(Data items)
+===+

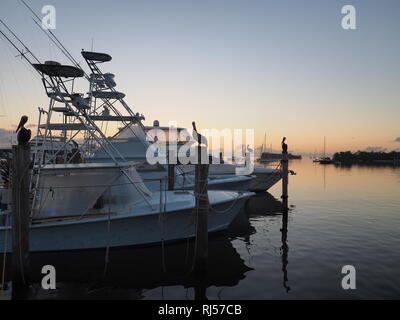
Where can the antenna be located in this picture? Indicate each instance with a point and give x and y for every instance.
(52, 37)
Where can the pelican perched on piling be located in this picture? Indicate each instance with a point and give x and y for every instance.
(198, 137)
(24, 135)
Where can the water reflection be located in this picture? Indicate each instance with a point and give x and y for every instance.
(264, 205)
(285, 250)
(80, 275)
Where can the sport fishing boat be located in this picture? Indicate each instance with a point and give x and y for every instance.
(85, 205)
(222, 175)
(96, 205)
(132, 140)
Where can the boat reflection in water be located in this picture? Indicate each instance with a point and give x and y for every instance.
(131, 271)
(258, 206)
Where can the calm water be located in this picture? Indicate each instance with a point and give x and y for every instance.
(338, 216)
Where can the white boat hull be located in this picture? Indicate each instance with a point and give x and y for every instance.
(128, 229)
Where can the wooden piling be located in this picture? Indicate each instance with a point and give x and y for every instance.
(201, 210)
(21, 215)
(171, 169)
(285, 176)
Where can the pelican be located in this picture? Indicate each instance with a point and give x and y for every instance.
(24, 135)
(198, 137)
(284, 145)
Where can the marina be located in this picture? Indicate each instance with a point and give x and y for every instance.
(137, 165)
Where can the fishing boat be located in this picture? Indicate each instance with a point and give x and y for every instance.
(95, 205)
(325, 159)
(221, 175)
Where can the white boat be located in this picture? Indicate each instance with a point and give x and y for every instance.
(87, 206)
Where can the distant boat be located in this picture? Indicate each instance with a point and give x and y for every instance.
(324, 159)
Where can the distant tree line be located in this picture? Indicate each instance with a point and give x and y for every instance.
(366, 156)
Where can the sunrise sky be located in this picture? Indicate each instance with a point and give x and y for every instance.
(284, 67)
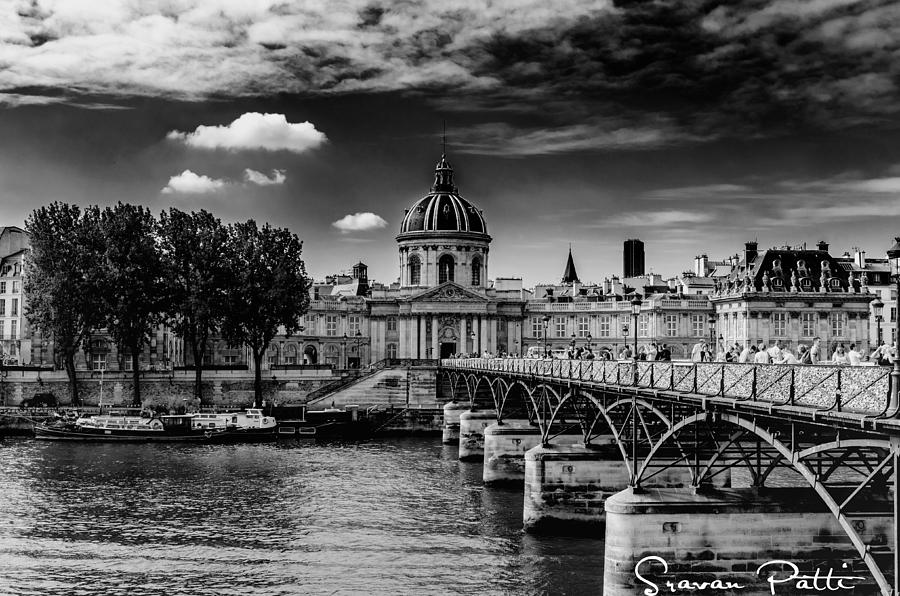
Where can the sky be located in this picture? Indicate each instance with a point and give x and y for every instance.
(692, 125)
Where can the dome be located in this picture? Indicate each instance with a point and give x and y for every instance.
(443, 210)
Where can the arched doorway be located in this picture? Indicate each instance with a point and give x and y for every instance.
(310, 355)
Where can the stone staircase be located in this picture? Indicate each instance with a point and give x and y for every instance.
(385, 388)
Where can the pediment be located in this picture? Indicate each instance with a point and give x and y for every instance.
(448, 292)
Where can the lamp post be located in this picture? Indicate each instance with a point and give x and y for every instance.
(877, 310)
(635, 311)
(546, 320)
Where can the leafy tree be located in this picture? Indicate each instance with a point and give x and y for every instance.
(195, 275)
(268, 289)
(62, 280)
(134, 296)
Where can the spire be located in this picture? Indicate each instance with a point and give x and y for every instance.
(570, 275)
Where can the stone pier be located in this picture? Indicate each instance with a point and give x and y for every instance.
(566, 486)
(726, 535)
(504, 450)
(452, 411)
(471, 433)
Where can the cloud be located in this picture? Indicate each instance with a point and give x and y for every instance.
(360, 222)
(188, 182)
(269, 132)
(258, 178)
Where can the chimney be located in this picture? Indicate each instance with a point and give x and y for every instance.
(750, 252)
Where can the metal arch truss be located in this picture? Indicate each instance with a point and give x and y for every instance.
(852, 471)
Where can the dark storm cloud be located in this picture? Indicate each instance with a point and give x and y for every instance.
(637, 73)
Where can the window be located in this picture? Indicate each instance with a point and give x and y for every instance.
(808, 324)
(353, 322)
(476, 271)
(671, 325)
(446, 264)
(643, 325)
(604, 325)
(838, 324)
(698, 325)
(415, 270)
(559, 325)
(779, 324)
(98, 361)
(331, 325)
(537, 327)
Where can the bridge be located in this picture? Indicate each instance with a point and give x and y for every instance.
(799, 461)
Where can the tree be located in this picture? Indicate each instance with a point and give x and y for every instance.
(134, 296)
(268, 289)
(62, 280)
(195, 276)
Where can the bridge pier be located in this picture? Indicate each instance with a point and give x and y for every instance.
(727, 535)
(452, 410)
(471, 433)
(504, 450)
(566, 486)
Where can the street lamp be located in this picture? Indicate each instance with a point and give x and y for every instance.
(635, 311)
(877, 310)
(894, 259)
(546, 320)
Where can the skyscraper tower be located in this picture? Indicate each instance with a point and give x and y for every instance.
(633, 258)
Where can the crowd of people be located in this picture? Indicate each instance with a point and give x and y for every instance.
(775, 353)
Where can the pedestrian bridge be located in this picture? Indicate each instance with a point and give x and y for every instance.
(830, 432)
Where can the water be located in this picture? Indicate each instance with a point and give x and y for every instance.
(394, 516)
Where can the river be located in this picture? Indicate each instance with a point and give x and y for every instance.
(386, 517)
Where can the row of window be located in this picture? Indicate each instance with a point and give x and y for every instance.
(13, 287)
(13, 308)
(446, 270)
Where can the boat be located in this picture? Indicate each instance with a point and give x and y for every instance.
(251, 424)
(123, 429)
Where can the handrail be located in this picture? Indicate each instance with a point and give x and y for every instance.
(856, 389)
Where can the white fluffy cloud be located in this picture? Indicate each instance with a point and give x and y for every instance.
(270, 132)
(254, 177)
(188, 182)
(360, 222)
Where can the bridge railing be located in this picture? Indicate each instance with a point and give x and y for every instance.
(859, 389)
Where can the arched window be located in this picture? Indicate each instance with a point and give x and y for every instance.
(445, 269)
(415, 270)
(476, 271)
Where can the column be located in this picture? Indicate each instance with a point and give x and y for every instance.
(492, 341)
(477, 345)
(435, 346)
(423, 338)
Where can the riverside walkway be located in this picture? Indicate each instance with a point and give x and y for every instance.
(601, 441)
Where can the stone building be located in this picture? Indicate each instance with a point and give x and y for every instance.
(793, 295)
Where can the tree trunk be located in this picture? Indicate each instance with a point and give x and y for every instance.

+===+

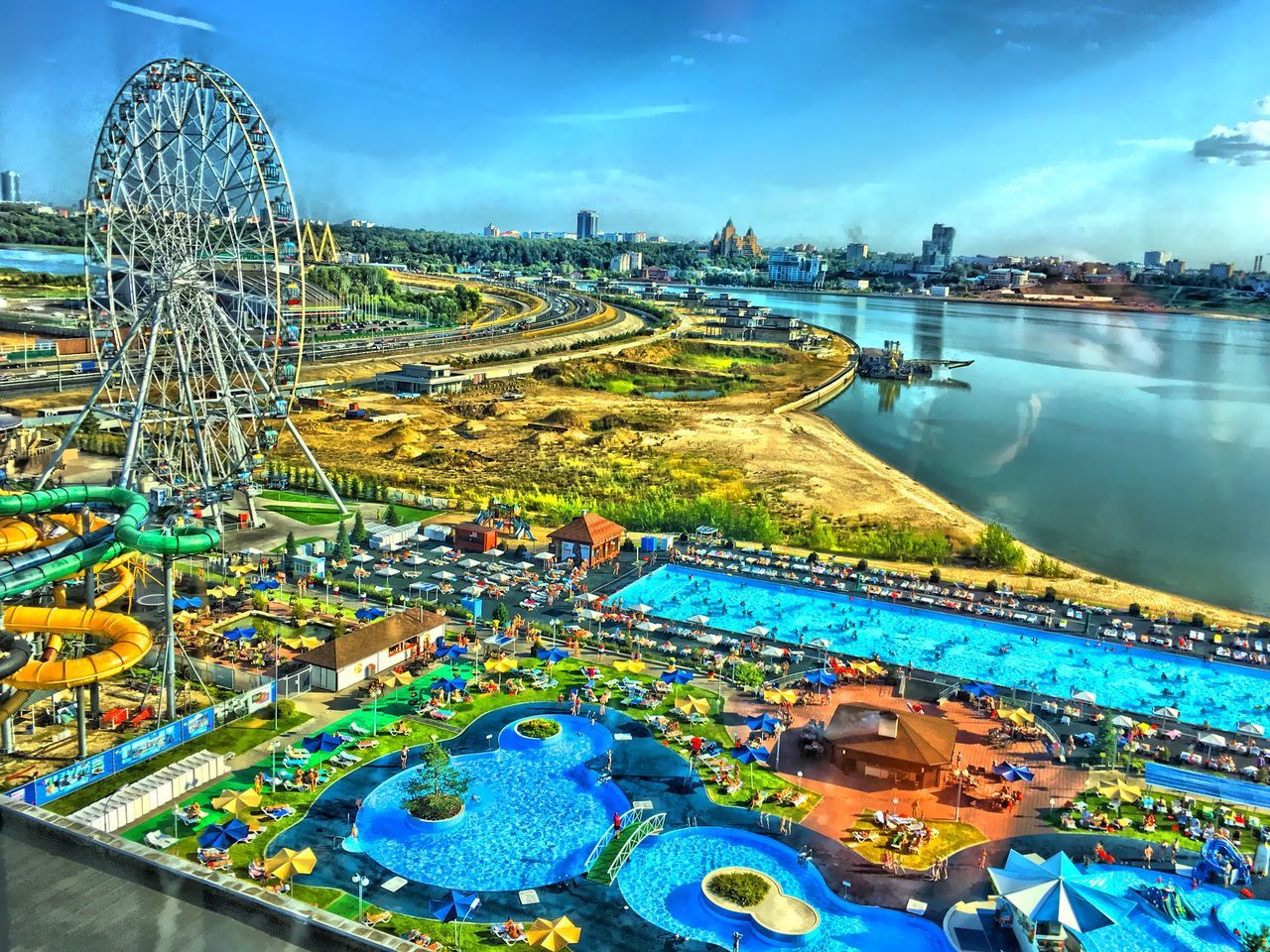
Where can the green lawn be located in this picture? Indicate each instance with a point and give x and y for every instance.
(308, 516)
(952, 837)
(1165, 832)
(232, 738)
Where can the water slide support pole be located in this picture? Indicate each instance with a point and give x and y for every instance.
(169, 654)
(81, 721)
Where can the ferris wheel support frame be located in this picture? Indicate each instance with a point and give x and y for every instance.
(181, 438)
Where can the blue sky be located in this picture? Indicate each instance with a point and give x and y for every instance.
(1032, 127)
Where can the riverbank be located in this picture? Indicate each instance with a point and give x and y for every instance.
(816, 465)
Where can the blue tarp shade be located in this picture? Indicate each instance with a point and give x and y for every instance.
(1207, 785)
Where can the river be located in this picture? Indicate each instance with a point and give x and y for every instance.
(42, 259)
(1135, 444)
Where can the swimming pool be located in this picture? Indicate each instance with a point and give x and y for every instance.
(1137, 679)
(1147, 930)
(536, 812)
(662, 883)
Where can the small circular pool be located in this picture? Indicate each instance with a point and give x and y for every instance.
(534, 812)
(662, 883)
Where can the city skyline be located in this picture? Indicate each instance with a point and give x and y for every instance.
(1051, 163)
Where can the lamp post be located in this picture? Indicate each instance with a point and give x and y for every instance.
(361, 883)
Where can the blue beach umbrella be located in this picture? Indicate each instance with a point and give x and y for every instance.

+===+

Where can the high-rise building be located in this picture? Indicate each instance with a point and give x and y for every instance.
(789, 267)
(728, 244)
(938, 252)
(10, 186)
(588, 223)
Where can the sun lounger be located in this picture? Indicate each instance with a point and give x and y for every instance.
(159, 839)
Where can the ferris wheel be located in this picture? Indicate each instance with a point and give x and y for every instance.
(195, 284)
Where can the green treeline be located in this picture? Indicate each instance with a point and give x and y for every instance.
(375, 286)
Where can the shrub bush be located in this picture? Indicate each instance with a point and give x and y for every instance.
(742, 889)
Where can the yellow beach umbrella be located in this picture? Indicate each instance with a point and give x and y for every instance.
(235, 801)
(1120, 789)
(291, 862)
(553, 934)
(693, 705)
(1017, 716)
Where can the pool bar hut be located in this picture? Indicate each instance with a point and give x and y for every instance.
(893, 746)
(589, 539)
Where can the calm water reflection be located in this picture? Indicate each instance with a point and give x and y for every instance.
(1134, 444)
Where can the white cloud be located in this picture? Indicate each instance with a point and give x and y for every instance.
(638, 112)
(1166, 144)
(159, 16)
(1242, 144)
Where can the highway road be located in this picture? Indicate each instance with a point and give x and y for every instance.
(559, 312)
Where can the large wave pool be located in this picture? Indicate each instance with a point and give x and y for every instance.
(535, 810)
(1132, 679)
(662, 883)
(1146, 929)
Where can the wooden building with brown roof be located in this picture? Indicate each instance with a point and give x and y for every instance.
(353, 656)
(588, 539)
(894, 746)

+===+

Your answer must consist solely of the lines above between the line holding "Where can the column" and the line holding "Where can the tree trunk", inclusive, copied exactly.

### Output below
Where can the column be located in this picture? Indicate each instance with a point and give x and y for every instance.
(492, 341)
(477, 345)
(435, 346)
(423, 338)
Where can the riverside walkway be located in this picture? Indicate each instance with a point and give x and y for every instance.
(601, 441)
Where can the stone building be located in this picture? Indicate each instance with a point and give x and y for every instance.
(793, 295)
Where can the tree trunk be located in this picture? Indicate each instance with a point and give x and y for every instance.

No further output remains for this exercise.